• What you need to do:
Each line in the data holding "white" should be listed.
━━━━━ Source material
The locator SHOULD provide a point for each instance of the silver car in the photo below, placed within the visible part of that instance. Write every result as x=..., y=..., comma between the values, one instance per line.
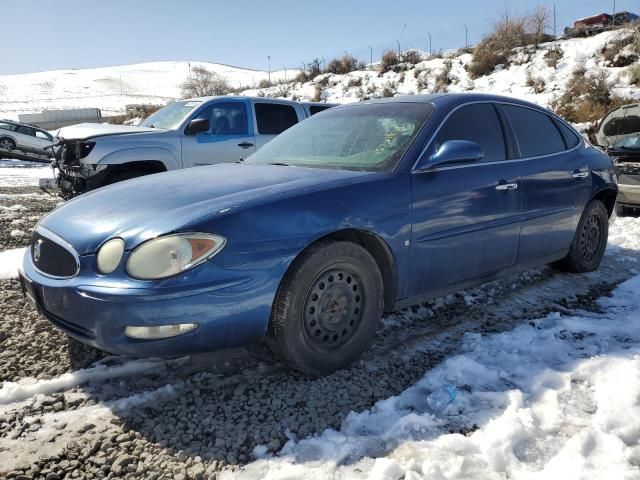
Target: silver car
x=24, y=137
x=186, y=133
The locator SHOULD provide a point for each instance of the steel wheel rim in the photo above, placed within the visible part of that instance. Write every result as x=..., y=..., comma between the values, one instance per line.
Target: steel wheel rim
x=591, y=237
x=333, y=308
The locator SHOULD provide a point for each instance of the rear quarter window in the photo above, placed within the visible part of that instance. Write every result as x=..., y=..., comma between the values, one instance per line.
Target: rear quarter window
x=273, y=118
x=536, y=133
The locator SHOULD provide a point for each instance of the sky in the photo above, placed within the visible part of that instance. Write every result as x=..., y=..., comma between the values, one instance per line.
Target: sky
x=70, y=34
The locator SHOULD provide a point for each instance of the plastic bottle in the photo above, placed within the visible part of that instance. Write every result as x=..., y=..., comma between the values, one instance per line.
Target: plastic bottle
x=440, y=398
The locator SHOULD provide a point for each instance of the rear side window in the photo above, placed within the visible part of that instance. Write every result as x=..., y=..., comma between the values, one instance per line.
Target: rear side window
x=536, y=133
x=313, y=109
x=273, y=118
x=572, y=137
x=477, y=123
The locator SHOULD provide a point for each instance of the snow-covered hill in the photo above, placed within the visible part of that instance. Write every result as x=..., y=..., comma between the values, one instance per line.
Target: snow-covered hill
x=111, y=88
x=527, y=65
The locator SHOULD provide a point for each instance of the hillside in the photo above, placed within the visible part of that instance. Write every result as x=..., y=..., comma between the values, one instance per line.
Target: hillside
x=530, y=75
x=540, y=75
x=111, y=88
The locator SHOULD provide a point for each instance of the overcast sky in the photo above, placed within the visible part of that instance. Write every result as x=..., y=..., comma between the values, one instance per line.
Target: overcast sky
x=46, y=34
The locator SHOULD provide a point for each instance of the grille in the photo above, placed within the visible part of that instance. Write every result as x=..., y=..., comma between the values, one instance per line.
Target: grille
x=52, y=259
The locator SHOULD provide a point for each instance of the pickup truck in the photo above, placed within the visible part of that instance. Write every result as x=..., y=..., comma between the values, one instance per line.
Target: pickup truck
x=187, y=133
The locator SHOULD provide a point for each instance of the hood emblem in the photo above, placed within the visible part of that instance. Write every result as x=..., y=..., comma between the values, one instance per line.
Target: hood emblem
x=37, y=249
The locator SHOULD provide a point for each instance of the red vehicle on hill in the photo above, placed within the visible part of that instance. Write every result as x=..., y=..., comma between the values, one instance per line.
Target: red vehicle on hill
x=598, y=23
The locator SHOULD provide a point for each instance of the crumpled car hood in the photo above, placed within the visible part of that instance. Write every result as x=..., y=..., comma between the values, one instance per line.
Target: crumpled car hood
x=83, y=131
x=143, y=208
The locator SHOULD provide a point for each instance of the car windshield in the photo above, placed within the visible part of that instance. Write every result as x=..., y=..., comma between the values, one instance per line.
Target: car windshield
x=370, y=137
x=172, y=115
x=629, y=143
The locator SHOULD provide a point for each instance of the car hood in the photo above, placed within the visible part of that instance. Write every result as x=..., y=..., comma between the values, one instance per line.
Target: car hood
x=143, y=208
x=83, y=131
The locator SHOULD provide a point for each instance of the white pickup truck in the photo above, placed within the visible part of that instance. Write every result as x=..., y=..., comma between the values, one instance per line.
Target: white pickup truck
━━━━━━━━━━
━━━━━ Source material
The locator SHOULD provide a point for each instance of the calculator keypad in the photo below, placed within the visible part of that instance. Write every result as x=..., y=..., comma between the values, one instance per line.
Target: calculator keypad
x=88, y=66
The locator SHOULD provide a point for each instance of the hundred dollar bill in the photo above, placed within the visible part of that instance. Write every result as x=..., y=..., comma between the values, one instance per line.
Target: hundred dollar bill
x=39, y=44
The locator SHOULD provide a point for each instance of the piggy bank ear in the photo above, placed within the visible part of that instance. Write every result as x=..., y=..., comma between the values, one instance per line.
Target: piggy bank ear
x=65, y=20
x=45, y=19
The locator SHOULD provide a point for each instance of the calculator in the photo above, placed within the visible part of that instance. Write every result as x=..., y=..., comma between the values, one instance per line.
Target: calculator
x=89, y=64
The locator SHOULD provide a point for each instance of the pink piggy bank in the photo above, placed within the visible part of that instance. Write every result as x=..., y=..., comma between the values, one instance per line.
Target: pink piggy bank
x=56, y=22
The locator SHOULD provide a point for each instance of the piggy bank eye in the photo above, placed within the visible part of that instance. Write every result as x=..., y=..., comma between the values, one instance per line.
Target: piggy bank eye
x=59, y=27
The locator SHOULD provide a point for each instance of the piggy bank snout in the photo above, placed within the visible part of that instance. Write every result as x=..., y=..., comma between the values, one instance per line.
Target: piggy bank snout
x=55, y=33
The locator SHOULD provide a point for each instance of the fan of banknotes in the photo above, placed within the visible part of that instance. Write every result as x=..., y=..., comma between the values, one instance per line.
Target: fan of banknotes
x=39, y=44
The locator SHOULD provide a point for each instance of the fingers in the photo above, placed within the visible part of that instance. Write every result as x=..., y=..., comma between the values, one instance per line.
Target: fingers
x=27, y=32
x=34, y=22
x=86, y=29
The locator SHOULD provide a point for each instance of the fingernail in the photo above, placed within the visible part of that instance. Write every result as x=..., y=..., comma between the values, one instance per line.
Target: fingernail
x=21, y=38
━━━━━━━━━━
• Reply:
The locator SHOULD provide a point for each instance of the white pickup truck in the photo above, placed within the visible part of that instance. Write every result as x=..., y=..., comma between the values, one instance per line.
Target: white pickup truck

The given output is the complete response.